### DOCUMENT SECTION
Mac Barnett, children’s book author and self-proclaimed liar to children, opens his TED talk with a quote by Pablo Picasso.

We all know that Art is not truth. Art is a lie that makes us realize truth or at least the truth that is given us to understand. The artist must know the manner whereby to convince others of the truthfulness of his lies.

I listened to a podcast of Barnett’s TED talk in the car recently. It was one of the most endearing TED talks I’ve heard in a long time, full of humor and sincerity and passion for his subject. When I wasn’t laughing out loud, I was smiling ear to ear. That he poked fun at Venn diagrams had me hooked on his sense of humor, but I also connected deeply with what he was saying. Art, books, stories, myths–they get us to a place somewhere between truth and lies, a place he calls wonder, a place where some semblance of the truth causes us to suspend our beliefs and embrace the story and the characters. We know they aren’t real; but we know that they are real. Stories are a doorway for us to enter into worlds where our understanding of truth can be beautifully and artfully molded. But as Barnett explains during his lively presentation, these doorways should not just be to allow us to enter; they should allow the fiction to escape and come out into the real world. He says that kids are the perfect audience for literary fiction.

### RECORDS

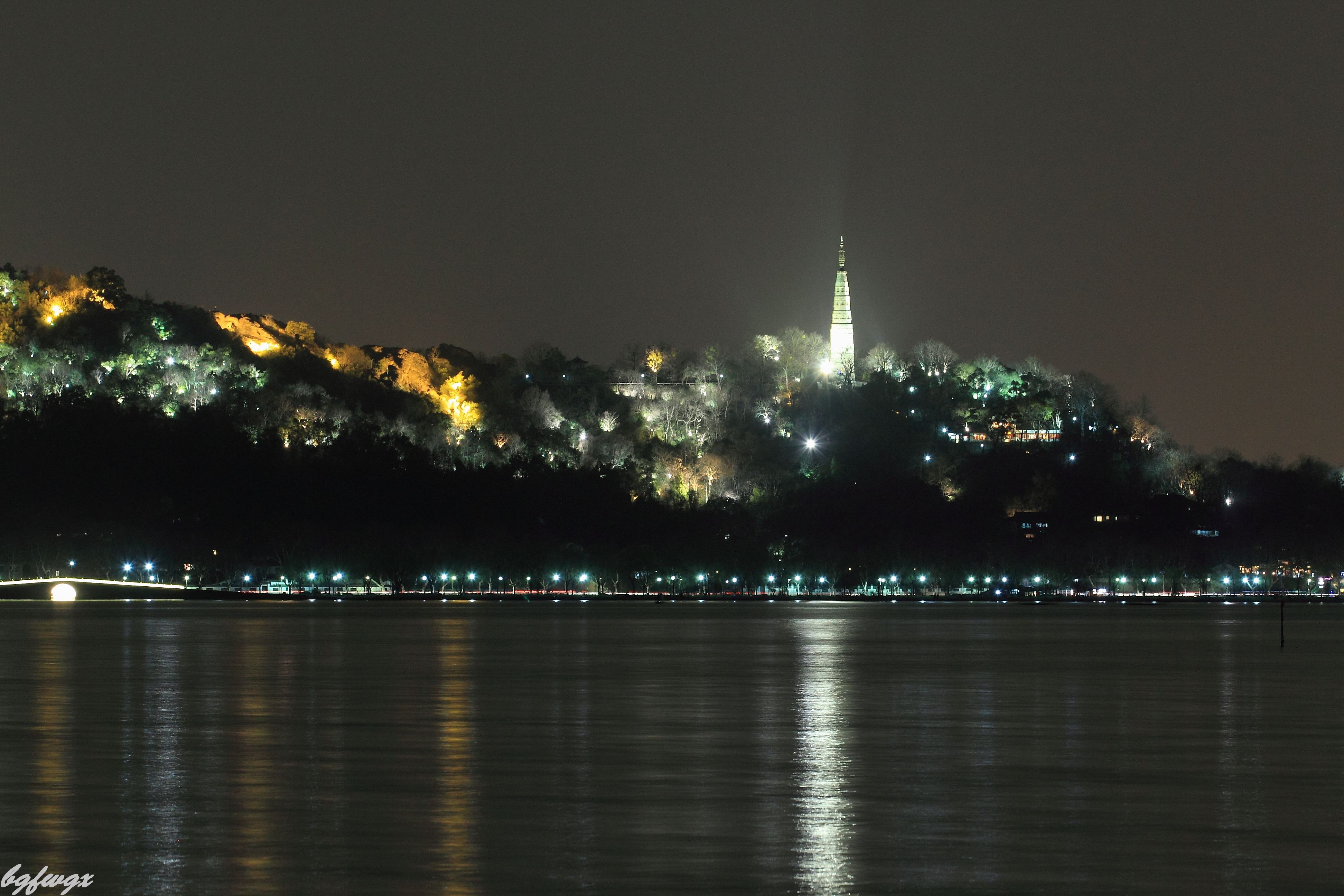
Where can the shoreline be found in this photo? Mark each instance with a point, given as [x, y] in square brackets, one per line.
---
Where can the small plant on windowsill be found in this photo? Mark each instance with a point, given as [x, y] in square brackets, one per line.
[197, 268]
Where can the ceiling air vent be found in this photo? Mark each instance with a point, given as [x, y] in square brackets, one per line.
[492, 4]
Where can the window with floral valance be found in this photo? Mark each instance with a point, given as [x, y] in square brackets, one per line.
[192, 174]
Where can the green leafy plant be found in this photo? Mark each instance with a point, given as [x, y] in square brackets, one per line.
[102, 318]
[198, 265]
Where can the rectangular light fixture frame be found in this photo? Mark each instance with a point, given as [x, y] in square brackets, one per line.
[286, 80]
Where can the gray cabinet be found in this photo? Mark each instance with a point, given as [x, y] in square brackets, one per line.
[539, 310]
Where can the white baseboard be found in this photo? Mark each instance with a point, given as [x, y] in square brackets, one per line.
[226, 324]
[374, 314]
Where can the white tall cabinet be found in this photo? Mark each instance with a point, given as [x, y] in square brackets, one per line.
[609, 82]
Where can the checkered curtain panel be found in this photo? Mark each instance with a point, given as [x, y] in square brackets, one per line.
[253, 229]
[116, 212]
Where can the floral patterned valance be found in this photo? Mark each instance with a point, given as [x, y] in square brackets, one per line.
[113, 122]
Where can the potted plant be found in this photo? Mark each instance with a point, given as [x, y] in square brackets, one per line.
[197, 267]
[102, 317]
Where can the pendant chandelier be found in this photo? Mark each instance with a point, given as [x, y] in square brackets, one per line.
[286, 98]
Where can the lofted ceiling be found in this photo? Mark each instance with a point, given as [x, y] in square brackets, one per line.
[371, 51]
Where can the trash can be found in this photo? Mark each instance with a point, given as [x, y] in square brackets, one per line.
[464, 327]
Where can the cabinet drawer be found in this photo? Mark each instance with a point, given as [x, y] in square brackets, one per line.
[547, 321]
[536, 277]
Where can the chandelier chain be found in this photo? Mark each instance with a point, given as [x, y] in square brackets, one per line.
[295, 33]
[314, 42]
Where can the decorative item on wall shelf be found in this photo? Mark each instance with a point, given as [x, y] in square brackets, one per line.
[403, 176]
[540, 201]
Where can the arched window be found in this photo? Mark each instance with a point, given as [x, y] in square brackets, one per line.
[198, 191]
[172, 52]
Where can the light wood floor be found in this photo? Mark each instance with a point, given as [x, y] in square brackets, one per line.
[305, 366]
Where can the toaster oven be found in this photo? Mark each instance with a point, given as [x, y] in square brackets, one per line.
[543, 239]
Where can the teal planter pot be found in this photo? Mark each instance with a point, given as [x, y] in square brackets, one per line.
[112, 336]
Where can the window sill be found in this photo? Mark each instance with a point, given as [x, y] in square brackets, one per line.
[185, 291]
==
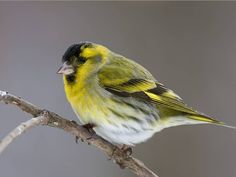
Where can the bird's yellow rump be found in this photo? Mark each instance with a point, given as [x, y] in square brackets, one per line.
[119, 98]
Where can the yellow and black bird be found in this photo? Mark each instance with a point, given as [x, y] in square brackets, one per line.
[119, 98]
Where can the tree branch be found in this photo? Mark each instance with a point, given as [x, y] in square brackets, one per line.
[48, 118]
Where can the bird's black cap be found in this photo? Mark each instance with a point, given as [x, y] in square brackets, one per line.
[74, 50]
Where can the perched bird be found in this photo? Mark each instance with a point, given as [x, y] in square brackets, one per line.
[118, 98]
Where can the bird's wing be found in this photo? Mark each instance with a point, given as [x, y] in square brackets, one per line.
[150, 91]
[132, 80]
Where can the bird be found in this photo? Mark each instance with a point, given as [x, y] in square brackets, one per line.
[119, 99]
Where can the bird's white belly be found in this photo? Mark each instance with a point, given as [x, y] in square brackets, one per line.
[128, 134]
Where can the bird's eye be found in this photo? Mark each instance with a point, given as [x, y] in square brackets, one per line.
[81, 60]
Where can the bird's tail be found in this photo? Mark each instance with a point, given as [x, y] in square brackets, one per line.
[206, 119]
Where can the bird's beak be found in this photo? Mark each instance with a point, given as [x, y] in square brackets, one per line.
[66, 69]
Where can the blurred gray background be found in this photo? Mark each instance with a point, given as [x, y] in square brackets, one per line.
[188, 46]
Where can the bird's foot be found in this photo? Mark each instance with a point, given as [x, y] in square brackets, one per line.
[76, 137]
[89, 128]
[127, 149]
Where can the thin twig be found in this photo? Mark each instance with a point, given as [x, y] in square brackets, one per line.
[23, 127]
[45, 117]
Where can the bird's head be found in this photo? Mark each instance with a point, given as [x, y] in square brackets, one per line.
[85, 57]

### GIVEN PROBLEM 1
From the post about Mac Barnett's TED talk, write out the passage starting with "We all know" and going on through "of his lies.".
### GIVEN PROBLEM 2
In the post about Mac Barnett's TED talk, what name does Barnett give to the place somewhere between truth and lies?

### TASK RESPONSE 1
We all know that Art is not truth. Art is a lie that makes us realize truth or at least the truth that is given us to understand. The artist must know the manner whereby to convince others of the truthfulness of his lies.

### TASK RESPONSE 2
Wonder.